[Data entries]
-- Start --
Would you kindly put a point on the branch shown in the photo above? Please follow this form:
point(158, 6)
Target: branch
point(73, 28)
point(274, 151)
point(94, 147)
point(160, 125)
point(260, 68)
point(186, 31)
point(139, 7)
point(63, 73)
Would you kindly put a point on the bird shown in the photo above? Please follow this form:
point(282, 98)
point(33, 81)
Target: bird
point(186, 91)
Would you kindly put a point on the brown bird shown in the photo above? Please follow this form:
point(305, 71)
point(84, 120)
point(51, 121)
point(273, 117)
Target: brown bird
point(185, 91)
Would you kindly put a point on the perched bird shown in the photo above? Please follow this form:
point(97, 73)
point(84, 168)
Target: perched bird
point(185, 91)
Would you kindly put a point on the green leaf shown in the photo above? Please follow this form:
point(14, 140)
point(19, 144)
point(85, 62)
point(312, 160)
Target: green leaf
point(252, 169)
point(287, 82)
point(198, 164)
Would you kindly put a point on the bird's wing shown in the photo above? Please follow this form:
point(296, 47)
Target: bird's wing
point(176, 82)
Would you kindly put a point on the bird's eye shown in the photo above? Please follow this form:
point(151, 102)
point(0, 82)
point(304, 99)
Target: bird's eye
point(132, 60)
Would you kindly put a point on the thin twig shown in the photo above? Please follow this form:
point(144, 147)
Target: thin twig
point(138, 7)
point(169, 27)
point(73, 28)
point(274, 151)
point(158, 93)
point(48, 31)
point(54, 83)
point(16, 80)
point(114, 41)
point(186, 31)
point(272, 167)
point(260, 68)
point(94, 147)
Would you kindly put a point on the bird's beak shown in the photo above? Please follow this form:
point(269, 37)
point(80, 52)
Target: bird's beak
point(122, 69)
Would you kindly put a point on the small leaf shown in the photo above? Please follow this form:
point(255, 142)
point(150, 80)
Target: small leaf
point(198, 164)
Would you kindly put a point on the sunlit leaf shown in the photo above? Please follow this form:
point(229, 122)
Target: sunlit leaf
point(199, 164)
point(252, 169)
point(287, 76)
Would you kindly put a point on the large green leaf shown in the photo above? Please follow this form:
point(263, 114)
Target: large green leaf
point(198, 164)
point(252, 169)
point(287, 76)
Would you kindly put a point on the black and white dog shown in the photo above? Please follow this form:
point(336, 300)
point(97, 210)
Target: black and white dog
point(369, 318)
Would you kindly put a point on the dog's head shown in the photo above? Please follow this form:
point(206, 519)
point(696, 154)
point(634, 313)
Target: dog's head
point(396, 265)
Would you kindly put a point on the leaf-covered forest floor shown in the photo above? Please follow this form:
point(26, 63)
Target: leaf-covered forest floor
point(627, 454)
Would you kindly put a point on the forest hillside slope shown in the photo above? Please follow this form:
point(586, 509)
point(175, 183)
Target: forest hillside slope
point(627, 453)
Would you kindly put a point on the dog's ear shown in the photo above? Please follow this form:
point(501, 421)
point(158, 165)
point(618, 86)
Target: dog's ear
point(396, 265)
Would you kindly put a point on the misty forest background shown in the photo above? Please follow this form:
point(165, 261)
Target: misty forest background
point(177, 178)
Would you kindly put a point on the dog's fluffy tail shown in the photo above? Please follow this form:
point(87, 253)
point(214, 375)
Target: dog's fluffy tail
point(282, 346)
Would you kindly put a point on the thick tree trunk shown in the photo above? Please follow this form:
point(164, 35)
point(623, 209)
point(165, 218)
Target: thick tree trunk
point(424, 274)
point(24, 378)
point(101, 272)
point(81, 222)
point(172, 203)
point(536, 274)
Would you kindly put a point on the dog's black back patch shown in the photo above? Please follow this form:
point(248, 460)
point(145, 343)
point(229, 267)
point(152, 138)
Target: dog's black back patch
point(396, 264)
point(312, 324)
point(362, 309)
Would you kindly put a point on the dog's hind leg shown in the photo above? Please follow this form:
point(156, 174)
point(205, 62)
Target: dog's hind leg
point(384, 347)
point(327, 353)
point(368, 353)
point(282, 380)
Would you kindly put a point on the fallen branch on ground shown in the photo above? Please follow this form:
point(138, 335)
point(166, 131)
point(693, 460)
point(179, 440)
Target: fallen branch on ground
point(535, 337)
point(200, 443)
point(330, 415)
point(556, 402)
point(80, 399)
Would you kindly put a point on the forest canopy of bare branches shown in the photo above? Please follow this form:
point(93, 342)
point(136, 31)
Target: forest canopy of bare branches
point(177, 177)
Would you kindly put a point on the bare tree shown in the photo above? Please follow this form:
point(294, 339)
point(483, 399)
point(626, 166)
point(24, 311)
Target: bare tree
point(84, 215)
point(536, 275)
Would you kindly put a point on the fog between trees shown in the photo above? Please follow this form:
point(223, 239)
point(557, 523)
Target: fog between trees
-- End --
### [GIVEN REQUEST]
Copy every line above, from the one containing "Would you kindly put a point on the dog's fluffy" down through the one containing "point(536, 274)", and keep the items' own lines unchanged. Offset both coordinates of each answer point by 128, leaving the sample points in the items as they are.

### [WRITTEN ANSWER]
Would you kindly put a point on the dog's fluffy tail shown in the photo above? Please follow this form:
point(87, 253)
point(214, 375)
Target: dog's fluffy tail
point(410, 474)
Would you kindly put a point on the thick tree trunk shown in the photo above? Please follow this form:
point(164, 35)
point(623, 209)
point(165, 218)
Target: thick tree trunk
point(552, 402)
point(152, 506)
point(229, 400)
point(209, 350)
point(300, 331)
point(664, 402)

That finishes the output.